— START OF Input rows —

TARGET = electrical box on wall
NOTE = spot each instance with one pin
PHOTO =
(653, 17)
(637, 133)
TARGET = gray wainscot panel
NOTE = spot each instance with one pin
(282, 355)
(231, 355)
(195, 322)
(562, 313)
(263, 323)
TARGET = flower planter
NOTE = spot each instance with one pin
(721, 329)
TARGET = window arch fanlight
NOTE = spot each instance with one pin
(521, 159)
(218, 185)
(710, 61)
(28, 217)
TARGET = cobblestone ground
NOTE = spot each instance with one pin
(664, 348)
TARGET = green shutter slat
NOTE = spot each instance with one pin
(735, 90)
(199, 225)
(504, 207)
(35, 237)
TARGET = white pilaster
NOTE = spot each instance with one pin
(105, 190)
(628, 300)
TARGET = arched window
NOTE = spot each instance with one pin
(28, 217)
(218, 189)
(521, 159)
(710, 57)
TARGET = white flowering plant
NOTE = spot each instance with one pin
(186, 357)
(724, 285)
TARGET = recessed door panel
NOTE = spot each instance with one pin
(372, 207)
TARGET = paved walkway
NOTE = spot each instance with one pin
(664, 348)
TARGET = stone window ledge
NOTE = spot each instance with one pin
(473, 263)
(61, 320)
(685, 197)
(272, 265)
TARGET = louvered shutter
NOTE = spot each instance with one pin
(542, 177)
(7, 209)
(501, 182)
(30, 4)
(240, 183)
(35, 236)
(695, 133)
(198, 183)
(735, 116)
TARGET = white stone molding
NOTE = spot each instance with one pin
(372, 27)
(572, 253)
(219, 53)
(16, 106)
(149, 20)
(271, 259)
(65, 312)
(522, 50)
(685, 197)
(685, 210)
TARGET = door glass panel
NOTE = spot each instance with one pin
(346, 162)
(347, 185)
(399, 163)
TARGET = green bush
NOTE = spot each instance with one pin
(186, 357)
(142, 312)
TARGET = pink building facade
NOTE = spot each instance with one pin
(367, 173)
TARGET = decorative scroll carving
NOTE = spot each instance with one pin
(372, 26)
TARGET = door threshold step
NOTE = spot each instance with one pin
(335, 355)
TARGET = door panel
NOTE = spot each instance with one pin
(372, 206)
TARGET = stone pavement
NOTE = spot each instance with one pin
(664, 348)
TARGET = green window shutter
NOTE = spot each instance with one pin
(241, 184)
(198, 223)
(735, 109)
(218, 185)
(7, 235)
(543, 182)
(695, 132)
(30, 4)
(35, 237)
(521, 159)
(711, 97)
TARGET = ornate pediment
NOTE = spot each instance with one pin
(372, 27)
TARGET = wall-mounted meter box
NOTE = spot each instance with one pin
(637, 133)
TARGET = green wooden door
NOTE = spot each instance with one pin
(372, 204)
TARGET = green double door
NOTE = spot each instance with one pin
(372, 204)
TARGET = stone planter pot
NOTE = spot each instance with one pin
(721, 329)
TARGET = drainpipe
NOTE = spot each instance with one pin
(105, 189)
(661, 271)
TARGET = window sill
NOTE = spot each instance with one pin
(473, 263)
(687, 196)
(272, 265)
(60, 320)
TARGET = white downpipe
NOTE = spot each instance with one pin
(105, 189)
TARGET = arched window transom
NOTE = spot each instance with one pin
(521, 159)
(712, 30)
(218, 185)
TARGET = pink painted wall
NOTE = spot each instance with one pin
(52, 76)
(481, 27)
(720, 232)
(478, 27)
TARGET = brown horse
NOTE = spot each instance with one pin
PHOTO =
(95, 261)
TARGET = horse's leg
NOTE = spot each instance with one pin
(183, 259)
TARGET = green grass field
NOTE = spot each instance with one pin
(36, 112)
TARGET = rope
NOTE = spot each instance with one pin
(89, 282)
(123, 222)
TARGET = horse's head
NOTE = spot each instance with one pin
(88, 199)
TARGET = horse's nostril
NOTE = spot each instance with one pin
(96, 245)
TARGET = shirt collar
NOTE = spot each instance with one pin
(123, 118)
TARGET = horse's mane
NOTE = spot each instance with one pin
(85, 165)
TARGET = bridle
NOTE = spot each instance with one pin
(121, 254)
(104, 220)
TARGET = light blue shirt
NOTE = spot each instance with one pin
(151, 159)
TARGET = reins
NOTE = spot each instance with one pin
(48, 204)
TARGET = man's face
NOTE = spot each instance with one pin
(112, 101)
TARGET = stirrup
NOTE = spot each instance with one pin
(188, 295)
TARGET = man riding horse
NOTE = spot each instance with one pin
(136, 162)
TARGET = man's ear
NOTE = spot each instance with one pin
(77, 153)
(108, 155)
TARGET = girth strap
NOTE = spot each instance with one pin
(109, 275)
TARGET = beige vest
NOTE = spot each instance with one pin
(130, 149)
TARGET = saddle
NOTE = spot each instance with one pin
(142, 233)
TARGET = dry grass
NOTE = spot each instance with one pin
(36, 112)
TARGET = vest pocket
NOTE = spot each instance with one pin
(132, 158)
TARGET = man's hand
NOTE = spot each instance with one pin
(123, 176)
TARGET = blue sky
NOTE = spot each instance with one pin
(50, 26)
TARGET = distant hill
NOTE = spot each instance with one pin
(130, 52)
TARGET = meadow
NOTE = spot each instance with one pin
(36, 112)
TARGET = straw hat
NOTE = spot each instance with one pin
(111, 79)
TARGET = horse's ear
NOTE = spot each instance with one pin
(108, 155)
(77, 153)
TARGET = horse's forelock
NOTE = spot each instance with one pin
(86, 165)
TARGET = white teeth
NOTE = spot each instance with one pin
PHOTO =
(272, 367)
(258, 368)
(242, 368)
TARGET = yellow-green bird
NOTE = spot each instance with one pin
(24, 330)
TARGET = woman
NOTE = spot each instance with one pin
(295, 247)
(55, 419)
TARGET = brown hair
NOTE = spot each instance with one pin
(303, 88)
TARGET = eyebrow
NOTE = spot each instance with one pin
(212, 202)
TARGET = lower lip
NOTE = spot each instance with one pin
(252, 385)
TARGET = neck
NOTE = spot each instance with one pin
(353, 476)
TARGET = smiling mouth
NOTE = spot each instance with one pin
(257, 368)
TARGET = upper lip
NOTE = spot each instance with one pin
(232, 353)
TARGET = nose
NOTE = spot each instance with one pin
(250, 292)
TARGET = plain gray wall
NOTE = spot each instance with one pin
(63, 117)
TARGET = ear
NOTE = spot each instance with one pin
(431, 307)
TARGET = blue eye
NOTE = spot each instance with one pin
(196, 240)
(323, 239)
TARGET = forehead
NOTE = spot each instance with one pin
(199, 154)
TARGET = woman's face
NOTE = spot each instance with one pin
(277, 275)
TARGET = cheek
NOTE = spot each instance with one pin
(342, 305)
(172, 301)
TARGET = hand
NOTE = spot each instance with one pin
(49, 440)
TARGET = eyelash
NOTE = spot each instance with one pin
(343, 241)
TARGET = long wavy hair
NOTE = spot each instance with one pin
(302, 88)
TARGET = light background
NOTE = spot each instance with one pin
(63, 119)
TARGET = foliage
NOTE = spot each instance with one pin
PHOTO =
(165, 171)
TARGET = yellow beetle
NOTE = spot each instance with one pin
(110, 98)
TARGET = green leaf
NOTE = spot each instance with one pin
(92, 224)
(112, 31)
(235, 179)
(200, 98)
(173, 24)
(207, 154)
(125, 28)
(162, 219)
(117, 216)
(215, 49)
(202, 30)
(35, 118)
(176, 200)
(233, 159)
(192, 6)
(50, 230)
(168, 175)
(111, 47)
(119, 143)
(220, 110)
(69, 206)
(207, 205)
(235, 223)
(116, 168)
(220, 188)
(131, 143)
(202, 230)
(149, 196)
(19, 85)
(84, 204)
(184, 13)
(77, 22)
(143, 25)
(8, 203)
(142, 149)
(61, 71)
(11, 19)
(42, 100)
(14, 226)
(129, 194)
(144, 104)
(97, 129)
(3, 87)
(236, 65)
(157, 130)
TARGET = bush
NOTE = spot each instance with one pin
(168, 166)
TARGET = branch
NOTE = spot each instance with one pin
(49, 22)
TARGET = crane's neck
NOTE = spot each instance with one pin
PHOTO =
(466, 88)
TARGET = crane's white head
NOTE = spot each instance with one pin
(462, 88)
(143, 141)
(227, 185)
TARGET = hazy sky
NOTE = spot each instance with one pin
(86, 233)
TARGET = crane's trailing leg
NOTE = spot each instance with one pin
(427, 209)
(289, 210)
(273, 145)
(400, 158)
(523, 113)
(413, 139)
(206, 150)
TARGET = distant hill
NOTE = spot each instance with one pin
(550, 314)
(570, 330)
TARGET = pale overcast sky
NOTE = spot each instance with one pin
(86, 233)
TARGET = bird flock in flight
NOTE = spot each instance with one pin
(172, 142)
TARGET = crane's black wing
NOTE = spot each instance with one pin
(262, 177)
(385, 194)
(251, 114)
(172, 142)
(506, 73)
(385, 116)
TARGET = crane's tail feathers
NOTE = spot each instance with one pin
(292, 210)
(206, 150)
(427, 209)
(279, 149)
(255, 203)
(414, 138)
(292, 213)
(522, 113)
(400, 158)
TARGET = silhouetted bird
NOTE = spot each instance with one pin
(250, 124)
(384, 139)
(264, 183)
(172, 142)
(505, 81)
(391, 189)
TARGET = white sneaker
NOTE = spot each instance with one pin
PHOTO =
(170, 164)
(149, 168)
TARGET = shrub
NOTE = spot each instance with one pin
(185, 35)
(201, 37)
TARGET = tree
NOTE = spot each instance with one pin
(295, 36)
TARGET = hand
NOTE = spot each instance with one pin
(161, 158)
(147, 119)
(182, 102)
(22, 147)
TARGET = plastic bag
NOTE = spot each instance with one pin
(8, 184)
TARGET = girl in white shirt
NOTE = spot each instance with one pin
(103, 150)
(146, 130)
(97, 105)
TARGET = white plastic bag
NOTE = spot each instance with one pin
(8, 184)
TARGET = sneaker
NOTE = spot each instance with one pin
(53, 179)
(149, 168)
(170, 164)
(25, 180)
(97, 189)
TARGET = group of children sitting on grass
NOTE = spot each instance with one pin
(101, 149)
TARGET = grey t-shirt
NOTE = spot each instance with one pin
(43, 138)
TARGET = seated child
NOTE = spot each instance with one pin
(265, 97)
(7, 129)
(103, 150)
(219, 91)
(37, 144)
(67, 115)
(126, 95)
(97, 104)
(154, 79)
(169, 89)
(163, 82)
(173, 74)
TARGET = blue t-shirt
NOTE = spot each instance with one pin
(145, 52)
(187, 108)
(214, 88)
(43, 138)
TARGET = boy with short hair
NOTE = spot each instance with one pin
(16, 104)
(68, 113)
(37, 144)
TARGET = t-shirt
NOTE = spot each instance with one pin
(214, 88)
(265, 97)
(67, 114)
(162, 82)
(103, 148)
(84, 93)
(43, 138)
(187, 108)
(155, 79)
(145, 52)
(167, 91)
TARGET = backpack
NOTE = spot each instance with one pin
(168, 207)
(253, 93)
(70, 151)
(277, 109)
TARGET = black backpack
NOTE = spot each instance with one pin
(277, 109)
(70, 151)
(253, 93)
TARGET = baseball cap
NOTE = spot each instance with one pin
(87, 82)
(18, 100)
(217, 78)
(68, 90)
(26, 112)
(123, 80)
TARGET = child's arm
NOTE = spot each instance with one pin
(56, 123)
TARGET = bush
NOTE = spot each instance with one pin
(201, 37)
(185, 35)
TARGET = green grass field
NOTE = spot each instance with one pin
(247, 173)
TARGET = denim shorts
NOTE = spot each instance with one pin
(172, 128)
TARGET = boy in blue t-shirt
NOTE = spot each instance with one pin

— END OF Input rows —

» **What to work on**
Begin with the line that contains "TARGET = black backpack" and quote each line after it exactly, stopping after the last line of the data.

» **Solution to the exercise**
TARGET = black backpack
NOTE = spot each instance with one pin
(277, 109)
(70, 151)
(253, 93)
TARGET = baseball cap
NOTE = spot each instance with one pin
(87, 82)
(18, 100)
(217, 78)
(68, 90)
(26, 112)
(123, 80)
TARGET = child's arm
NOTE = spot each instance with one pin
(56, 123)
TARGET = bush
NOTE = spot each instance with one pin
(201, 37)
(185, 35)
TARGET = green grass field
NOTE = spot each instance with one pin
(247, 173)
TARGET = denim shorts
NOTE = spot each instance with one pin
(172, 128)
TARGET = boy in blue t-shirt
NOTE = spot each instance with one pin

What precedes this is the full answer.